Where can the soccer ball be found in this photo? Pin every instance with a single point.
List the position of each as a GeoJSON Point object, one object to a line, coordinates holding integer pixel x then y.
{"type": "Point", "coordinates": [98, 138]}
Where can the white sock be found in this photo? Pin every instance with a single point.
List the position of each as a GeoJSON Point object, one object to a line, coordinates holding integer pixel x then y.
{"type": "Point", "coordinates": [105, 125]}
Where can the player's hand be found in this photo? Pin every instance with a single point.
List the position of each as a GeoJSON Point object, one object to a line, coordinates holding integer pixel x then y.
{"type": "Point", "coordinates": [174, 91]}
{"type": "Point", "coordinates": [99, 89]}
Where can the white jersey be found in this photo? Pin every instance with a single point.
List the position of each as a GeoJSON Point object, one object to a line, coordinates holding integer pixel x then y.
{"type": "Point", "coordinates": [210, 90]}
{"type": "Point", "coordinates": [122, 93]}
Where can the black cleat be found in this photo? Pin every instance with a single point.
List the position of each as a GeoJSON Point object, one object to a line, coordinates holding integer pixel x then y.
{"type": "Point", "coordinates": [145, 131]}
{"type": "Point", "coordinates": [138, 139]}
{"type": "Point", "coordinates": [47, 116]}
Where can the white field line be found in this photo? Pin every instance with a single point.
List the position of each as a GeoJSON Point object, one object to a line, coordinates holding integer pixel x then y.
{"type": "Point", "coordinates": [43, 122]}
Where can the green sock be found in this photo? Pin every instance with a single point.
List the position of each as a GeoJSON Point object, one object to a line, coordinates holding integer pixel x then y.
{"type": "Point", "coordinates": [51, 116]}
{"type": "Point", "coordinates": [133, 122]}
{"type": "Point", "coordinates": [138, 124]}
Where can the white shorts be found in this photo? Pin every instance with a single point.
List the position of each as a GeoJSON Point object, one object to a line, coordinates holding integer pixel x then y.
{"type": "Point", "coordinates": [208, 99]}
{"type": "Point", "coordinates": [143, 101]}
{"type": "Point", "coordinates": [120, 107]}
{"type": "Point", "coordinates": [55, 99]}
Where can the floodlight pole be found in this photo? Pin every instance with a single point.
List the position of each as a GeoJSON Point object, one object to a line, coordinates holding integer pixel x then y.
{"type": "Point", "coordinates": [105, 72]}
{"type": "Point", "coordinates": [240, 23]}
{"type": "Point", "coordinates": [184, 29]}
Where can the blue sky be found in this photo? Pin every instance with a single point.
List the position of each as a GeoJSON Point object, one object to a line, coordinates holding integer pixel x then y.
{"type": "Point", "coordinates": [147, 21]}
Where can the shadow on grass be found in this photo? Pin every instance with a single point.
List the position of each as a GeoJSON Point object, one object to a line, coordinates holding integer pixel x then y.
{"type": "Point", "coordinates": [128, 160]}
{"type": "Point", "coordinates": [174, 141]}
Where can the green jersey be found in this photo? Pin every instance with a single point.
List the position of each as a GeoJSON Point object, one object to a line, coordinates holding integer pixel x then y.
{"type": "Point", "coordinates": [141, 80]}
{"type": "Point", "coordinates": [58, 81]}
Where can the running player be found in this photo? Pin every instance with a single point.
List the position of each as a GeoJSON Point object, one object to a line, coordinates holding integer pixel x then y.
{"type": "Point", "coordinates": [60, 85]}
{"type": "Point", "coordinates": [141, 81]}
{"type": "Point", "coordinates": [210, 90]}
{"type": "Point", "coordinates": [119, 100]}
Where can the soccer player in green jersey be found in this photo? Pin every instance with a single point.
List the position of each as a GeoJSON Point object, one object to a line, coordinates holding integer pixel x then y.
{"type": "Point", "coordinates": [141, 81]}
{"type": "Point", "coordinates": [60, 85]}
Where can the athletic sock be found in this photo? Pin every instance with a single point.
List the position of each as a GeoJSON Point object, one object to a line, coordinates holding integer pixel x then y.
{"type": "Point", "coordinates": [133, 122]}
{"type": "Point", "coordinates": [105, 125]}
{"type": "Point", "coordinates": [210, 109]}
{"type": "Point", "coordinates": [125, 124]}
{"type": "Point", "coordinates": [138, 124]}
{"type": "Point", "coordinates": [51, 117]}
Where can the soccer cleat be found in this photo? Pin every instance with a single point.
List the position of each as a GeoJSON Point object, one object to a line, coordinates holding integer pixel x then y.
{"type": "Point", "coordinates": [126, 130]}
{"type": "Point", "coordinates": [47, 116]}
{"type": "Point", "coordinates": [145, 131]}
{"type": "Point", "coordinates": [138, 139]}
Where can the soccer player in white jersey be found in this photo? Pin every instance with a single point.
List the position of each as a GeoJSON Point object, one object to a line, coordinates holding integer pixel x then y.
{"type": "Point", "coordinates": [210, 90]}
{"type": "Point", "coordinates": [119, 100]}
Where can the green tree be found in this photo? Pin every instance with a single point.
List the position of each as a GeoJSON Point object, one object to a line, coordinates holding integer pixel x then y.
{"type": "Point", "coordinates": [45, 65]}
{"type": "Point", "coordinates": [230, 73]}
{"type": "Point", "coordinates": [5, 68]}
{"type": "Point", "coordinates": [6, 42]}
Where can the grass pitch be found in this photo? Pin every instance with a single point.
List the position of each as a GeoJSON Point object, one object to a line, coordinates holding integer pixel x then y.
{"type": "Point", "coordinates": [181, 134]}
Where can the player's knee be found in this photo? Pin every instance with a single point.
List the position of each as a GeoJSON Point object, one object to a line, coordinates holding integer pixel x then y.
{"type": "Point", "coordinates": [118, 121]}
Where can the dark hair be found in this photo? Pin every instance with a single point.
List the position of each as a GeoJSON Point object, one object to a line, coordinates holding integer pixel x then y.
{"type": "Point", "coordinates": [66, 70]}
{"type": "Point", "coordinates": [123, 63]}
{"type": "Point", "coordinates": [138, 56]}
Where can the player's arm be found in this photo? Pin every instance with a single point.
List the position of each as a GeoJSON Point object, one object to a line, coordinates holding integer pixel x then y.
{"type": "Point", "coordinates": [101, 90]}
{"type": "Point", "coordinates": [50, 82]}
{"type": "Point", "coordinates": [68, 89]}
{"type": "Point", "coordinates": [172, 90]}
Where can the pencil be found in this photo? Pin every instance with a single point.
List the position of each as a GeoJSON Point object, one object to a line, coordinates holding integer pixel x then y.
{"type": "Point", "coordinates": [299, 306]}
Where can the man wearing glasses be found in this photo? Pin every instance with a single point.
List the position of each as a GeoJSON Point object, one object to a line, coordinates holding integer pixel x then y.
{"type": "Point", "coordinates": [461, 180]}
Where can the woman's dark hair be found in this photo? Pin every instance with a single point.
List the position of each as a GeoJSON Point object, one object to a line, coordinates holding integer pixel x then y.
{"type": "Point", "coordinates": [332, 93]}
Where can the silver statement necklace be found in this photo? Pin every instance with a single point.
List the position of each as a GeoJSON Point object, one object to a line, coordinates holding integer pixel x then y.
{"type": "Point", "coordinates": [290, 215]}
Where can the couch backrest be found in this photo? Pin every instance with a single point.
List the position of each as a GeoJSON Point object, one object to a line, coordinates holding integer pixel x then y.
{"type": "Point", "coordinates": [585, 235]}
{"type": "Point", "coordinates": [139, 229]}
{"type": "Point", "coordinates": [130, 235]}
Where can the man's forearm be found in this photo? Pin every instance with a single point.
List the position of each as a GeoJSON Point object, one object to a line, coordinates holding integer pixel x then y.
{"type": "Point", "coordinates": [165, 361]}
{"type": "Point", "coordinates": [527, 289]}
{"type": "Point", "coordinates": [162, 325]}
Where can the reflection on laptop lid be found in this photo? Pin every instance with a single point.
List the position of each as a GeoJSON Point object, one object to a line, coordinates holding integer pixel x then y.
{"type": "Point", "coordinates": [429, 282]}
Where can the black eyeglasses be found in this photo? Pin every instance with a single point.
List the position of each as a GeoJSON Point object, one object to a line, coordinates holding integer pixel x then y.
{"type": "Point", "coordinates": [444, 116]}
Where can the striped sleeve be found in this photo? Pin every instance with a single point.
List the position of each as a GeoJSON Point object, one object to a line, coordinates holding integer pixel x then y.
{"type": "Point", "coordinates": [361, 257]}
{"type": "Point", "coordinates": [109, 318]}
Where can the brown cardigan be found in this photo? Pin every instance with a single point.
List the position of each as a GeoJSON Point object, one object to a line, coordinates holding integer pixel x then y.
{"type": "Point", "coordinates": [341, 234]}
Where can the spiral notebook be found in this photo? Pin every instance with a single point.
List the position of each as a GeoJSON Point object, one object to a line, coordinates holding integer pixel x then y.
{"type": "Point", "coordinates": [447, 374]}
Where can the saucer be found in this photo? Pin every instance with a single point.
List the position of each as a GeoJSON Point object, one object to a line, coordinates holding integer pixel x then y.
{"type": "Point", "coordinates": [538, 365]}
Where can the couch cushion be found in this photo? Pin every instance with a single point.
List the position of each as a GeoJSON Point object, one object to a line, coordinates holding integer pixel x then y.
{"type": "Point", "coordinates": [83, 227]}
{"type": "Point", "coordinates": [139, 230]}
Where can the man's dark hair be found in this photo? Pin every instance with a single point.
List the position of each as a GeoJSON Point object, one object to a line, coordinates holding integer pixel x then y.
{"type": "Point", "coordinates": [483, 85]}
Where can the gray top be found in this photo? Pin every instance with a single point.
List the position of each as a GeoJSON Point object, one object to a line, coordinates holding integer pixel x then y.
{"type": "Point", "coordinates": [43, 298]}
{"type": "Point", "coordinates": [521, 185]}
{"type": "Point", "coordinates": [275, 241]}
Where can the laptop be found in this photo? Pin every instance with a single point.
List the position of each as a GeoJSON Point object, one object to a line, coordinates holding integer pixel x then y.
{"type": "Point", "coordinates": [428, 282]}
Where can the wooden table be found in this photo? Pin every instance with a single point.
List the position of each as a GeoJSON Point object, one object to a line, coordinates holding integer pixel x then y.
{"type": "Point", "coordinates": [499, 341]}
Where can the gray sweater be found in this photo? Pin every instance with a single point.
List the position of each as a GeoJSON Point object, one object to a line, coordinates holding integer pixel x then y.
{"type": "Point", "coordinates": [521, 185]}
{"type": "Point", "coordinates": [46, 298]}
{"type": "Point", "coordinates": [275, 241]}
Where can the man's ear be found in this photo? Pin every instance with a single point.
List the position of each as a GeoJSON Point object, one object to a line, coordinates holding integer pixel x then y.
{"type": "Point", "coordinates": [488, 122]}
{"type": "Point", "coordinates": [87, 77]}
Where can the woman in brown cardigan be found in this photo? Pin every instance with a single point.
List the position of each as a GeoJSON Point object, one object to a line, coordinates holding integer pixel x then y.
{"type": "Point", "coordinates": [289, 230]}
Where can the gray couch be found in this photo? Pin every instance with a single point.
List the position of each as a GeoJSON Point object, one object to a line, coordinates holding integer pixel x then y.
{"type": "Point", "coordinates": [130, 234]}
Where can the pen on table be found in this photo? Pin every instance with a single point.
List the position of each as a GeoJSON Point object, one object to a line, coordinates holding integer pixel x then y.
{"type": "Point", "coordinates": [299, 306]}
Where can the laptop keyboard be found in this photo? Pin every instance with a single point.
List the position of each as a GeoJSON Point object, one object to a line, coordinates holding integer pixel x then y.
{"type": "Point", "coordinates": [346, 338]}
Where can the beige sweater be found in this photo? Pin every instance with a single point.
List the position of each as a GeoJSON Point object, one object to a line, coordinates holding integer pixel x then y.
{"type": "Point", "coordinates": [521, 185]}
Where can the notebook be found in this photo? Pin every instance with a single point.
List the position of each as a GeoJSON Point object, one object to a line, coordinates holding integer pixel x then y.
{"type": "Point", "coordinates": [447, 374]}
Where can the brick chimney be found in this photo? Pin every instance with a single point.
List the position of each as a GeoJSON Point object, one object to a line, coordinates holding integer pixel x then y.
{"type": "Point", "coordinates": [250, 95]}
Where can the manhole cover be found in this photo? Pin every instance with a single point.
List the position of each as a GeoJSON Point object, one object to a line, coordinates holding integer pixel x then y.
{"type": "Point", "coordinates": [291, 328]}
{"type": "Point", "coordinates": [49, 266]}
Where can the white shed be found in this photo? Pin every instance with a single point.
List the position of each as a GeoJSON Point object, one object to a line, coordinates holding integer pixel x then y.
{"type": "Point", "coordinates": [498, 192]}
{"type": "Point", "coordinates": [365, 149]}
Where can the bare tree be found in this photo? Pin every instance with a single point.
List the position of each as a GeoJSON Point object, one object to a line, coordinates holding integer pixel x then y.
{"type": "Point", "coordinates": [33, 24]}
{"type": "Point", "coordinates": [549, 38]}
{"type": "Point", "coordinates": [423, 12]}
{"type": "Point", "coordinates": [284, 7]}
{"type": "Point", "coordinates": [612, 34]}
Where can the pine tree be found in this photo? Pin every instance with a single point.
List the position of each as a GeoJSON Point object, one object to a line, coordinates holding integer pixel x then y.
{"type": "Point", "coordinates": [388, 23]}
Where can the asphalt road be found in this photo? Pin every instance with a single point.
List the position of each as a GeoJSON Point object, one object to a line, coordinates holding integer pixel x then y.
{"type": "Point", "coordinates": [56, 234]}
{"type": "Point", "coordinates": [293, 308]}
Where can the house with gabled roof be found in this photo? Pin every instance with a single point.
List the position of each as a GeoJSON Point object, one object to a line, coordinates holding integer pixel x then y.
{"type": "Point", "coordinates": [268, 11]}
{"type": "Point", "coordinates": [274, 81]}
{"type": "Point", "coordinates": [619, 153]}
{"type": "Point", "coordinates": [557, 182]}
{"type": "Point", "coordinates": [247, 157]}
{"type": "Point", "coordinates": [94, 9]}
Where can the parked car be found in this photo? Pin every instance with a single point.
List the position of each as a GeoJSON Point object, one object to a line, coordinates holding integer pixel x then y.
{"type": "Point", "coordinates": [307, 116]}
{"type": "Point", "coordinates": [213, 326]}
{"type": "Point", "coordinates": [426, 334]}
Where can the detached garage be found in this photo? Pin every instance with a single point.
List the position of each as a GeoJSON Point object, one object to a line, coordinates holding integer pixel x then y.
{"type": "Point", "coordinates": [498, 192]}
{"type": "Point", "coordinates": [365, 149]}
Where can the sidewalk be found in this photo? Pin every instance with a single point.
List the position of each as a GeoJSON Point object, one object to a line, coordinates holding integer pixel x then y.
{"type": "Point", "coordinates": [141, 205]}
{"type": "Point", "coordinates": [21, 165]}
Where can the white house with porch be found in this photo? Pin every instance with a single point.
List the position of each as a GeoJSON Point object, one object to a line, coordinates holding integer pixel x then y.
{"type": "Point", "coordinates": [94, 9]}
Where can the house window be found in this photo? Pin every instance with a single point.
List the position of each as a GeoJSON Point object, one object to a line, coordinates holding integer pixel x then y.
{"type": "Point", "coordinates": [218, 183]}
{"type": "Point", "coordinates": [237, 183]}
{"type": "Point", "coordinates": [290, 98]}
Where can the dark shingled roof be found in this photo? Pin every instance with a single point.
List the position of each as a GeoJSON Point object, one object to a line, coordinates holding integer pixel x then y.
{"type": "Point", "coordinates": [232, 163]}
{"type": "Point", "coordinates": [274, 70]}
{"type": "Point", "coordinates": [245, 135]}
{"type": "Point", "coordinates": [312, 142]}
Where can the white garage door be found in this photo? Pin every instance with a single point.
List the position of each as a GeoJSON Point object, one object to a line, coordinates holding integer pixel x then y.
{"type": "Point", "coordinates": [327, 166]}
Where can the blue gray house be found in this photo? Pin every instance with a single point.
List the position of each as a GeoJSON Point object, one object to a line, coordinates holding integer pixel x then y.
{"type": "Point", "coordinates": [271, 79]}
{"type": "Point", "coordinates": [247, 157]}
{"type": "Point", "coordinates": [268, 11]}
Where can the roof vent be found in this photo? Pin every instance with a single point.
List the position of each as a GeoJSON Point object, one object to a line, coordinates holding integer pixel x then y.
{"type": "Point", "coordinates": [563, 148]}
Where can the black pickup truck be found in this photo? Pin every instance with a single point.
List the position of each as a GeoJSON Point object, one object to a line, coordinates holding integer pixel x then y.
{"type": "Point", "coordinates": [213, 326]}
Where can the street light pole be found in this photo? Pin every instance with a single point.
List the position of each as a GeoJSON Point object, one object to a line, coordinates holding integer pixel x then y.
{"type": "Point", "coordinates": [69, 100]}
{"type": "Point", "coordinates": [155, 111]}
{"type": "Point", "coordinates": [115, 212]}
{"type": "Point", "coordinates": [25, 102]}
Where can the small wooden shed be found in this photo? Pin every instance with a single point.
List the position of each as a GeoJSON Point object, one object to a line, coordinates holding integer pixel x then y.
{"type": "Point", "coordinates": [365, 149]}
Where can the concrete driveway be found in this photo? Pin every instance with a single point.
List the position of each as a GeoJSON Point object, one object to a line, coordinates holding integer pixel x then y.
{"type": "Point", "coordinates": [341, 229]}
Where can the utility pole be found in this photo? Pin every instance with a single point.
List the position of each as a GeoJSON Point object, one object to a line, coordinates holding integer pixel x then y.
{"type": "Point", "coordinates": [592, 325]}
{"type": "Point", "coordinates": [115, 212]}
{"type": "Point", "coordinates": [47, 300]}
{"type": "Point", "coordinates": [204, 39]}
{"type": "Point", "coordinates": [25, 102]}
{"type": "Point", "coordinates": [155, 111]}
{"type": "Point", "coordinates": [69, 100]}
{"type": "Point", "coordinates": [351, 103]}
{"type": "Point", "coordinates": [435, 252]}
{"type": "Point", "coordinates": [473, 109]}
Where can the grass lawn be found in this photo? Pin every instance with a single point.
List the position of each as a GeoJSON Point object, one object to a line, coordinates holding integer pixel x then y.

What is needed
What is wanted is every line from the first line of the entries through the line that contains "Where can the black cleat", given again exactly.

Answer section
Where can the soccer ball be found in this photo? Pin every instance with a single point.
List the position of each as a GeoJSON Point object, one object to a line, coordinates holding integer pixel x then y.
{"type": "Point", "coordinates": [98, 138]}
Where can the white sock be found in this photo? Pin every instance with a single point.
List the position of each as a GeoJSON Point object, one object to a line, coordinates holding integer pixel x then y.
{"type": "Point", "coordinates": [105, 125]}
Where can the player's hand be found in this photo? Pin every instance with a single point.
List the position of each as a GeoJSON Point object, one object to a line, coordinates holding integer pixel x then y.
{"type": "Point", "coordinates": [174, 91]}
{"type": "Point", "coordinates": [99, 89]}
Where can the white jersey be found in this photo? Pin every instance with a single point.
List the position of each as a GeoJSON Point object, one object to a line, coordinates holding integer pixel x then y.
{"type": "Point", "coordinates": [210, 90]}
{"type": "Point", "coordinates": [122, 93]}
Where can the black cleat be found in this photo? Pin every instance with a single point.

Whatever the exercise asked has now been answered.